● About this task:
Transcribe the following records in full, exactly as shown.

● Data in this exercise:
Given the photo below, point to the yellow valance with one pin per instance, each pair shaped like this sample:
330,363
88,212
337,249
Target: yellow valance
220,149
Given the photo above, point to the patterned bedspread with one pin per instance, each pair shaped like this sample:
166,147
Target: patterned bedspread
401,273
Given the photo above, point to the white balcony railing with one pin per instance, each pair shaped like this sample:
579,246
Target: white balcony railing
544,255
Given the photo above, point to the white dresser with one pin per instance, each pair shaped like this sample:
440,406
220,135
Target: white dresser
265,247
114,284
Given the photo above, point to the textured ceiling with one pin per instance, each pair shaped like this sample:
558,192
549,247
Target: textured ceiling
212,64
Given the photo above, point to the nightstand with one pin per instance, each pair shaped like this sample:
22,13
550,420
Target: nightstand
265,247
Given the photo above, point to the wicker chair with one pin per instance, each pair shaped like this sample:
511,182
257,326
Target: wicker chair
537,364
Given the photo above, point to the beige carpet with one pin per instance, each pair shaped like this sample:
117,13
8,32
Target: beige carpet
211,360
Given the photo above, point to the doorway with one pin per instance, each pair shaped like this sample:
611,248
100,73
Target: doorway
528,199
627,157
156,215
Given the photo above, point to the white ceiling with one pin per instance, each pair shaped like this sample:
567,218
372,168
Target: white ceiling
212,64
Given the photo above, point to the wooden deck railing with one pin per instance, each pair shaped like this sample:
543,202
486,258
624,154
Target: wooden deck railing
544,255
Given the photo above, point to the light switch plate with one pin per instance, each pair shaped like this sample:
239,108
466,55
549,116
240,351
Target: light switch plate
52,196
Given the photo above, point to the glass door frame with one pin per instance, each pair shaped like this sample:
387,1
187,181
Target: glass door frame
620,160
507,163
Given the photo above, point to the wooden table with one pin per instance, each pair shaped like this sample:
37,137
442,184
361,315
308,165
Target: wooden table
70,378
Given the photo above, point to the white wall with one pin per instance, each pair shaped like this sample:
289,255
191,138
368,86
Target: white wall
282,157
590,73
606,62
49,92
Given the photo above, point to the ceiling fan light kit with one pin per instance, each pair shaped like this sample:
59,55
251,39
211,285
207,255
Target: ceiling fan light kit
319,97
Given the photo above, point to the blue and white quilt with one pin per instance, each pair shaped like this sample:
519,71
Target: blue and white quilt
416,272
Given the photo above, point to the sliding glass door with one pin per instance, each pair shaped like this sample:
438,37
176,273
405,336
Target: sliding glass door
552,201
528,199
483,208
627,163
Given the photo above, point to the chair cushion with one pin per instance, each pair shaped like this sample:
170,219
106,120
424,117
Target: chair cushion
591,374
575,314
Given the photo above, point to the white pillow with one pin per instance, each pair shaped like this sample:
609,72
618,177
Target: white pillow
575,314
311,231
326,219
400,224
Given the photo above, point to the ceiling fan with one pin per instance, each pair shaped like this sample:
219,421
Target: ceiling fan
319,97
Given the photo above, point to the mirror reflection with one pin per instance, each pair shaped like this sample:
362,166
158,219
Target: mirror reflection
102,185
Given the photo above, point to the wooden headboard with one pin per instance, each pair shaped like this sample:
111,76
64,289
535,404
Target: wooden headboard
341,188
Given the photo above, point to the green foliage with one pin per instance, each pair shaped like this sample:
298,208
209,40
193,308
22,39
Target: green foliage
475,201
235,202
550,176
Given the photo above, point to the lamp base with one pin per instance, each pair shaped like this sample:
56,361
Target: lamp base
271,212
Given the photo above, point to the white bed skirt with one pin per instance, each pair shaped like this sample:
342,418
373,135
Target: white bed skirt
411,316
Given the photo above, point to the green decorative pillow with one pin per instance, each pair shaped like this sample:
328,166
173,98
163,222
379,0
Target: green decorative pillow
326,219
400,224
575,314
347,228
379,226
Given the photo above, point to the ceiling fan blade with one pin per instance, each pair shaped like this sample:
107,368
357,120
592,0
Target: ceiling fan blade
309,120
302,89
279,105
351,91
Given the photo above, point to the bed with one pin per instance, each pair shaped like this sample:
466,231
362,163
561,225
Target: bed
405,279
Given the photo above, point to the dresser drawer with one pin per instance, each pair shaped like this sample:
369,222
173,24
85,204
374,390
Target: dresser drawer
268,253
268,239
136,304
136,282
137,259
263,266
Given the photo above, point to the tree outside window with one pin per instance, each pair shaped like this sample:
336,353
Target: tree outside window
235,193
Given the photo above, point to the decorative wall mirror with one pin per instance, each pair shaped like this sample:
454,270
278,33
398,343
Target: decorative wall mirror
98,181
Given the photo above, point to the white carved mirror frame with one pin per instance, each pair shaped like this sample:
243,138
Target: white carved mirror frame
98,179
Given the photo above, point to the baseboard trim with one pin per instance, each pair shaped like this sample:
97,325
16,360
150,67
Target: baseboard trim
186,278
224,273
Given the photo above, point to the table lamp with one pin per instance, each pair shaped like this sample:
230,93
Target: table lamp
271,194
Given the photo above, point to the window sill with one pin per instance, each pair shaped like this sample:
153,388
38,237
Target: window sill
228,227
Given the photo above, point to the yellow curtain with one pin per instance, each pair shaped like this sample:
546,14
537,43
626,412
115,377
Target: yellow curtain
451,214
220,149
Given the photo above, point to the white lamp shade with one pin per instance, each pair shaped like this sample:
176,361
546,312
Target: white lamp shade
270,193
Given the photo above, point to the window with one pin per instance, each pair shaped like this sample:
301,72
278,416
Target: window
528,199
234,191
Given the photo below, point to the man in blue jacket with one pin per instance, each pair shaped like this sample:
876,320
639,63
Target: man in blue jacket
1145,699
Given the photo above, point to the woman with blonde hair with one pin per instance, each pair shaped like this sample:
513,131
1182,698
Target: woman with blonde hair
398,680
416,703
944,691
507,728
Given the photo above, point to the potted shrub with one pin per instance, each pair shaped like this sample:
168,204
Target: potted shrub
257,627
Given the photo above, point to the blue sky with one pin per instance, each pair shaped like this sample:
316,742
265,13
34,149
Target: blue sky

● Response box:
Given the photo below, point to the yellow valance with one pin per instance, each pair shaped like this sample:
330,363
88,212
337,249
Target: yellow valance
220,149
Given the photo above, point to the patterned bedspread with one pin per instance, each pair shaped like this sample:
166,147
Target: patterned bedspread
401,273
Given the photo above, point to the white balcony railing with one pin per instance, each pair shaped like this sample:
579,246
Target: white balcony railing
544,255
Given the photo above, point to the white dresser with one pin per instance, each pair shaped like this sample:
440,406
220,135
Target: white dresser
265,247
114,284
Given the photo above, point to the textured ceiling with one pin per instance, each pair shaped like this sample:
558,192
549,247
Target: textured ceiling
212,64
Given the photo above, point to the nightstand with one pin per instance, each pair shaped like this sample:
22,13
550,420
Target: nightstand
265,247
Given the photo above, point to the wicker chair with one pin per instance, each pair shaped like this sample:
511,182
257,326
Target: wicker chair
537,364
Given the photo above, point to the beige carpet with one pin per instance, each pair shaped like this sample:
117,13
8,32
Target: beige carpet
211,360
Given the photo above, point to the doorway with one pin per instance, each pair shaped like this sample:
611,248
100,73
Target: doorway
528,199
627,157
156,215
Given the photo above, point to the white ceiling with one pin per instance, each pair shaped like this sample:
567,218
372,168
Target: white ceiling
212,64
Given the photo above, point to the wooden deck railing with one pin per instance, each pair shaped like this sample:
543,202
486,258
624,154
Target: wooden deck railing
544,255
Given the photo above, point to the light switch plate with one pin per instance, each pair shaped like this sample:
239,108
466,55
549,116
240,351
Target: light switch plate
52,196
Given the photo above, point to the glass door frame with one pin per instance, each pair shaped like this sample:
387,1
187,181
Target: glass door frame
620,160
507,163
Given the photo above, point to the wooden table with one pin per instance, each pair shaped like this sample:
37,137
442,184
361,315
308,165
Target: wooden table
70,378
Given the photo above, point to the white wall with one pin per instance, each pair shaped like this sample:
289,255
191,138
368,86
Target: white wall
282,157
590,73
606,62
49,92
Given the photo above, point to the ceiling fan light kit with one pin per instance, each pair shaped like this sample:
59,55
251,39
211,285
207,255
Target: ceiling fan light kit
319,97
Given the photo above, point to the blue and white quilt with one pin per instance, each pair shaped like this sample:
519,71
Target: blue and white quilt
416,272
Given the photo above, point to the sliding glass door with one pin per instance, each pair shaped like this sample:
438,37
176,273
405,336
Target: sliding glass door
552,201
528,199
483,208
627,163
Given the photo above, point to the chair cushion with one pin per instance, each pair shaped like this sample:
170,219
106,120
424,117
Target: chair cushion
591,374
575,314
Given the photo above, point to the white pillow with one pin per instance, each pair shaped like this sample:
609,72
618,177
Target: white pillow
575,314
311,231
326,219
400,224
Given the photo above, point to the ceiling fan with one pin per instance, each pair shaped like this sample:
219,421
Target: ceiling fan
319,97
Given the photo above, point to the mirror reflection with one pin per instance, each pair shaped like this sample:
362,166
158,219
Target: mirror reflection
102,185
Given the photo above, point to the wooden headboard with one pin per instance, each pair shaped like this sample:
111,76
64,289
535,404
Target: wooden headboard
341,188
Given the photo above, point to the green foliage with one pin per instance, each pair shaped like this sample:
298,208
209,40
193,308
22,39
Target: green foliage
475,201
235,202
550,176
Given the photo above, point to the lamp base with one pin per instance, each pair shaped like this sample:
56,361
Target: lamp base
271,212
Given the photo above, point to the white bed skirt with one pin per instance, each pair shaped like this sample:
342,418
373,135
Target: white bed skirt
411,316
Given the photo above, point to the green decorative pillow with one pin per instance, each pair shaped like this sample:
328,166
173,98
163,222
379,0
Target: green decorative pillow
326,219
400,224
575,314
347,228
379,226
Given the photo above, point to the ceiling fan blade with one pin per instance, each pair shaped like this sample:
107,368
357,120
592,0
Target: ceiling fan blade
309,120
302,89
279,105
351,91
Given the photo above, point to the bed with one pin per instance, each pair shaped like this sample:
466,231
362,163
561,225
Target: bed
405,279
Given the photo above, point to the dresser drawer with one pin per instance, each pair shaped like this sample:
369,222
173,24
85,204
374,390
Target: dresser drawer
268,253
268,239
136,304
136,282
137,259
263,266
Given the photo above, point to the tree outside window with one pin per instance, each pair shaped like this sample:
336,353
Target: tree outside window
235,193
Given the photo above, point to the decorative wall mirror with one pin per instance, each pair shaped like this sample:
454,270
278,33
398,343
Target: decorative wall mirror
98,181
Given the photo above, point to the white carved mirror frame with one pin per instance, each pair shaped like this sample:
243,138
Target: white carved mirror frame
98,179
Given the photo above, point to the baseboard trim with one pin per instance, each pair shaped like this sample:
97,325
16,360
150,67
Target: baseboard trim
186,278
224,273
Given the photo above, point to the table lamp with one pin per instance, each pair shaped like this sample:
230,93
Target: table lamp
271,194
Given the photo above, point to the window sill with one pin per instance, each pair shaped like this sample:
153,388
38,237
Target: window sill
228,227
Given the photo above, point to the yellow curtain with one pin per instance, each pair shaped like this sample:
546,14
537,43
626,412
115,377
Target: yellow curtain
451,214
220,149
Given the photo above, point to the white lamp shade with one pin per instance, each pair shaped like this sample:
176,361
546,312
Target: white lamp shade
270,193
Given the photo above, point to the window with one pin per instance, each pair shaped like this sample:
301,72
278,416
Target: window
528,199
234,191
Given the photo below, point to the man in blue jacket with one pin per instance, each pair shaped like this sample:
876,320
639,63
Target: man in blue jacket
1145,699
Given the photo above, point to the woman with blonde hair with one pin per instance, each pair shaped like this sample:
513,131
1182,698
Target: woman with blonde hair
398,680
416,703
944,691
507,728
Given the photo above, point to the potted shrub with one pin per instance, each pair shaped like this sample:
168,204
Target: potted shrub
257,627
Given the photo above, point to the blue sky with one pin per instance, each pair shaped like this sample:
316,742
265,13
34,149
Target: blue sky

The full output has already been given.